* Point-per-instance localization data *
───
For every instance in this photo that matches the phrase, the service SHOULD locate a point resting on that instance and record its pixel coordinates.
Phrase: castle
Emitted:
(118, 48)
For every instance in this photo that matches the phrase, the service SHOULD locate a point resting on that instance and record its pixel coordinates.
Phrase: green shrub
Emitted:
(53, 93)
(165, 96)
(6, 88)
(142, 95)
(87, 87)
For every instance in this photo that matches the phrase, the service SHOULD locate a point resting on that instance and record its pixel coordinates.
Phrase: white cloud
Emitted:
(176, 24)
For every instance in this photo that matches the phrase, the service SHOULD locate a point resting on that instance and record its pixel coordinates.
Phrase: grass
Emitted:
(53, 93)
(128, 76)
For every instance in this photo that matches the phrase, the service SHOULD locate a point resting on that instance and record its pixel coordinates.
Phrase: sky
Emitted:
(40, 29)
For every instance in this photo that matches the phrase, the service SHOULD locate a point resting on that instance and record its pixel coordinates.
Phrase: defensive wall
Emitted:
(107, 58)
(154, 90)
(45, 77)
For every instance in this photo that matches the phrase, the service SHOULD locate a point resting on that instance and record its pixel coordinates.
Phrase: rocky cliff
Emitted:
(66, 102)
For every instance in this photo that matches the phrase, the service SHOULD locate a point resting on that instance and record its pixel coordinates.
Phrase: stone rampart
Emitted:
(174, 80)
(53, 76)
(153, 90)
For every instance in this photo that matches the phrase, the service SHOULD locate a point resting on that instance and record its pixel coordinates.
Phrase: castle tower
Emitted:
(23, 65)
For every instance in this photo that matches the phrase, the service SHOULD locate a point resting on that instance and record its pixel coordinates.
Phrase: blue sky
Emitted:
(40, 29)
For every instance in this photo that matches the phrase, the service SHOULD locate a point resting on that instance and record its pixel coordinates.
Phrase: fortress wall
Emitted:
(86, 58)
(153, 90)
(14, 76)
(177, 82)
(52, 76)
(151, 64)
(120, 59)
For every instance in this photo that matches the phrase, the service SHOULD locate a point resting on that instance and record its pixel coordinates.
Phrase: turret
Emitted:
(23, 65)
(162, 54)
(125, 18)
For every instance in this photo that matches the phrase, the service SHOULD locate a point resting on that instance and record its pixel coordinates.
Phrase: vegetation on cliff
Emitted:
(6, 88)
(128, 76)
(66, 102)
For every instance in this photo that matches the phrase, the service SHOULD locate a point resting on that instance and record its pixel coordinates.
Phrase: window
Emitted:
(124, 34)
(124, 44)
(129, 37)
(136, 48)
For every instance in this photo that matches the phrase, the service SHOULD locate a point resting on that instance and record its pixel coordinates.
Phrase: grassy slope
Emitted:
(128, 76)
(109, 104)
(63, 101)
───
* What is expected *
Return every line holding the word "wall" from the records.

* Written response *
Phrase: defensive wall
Phrase: fortress wall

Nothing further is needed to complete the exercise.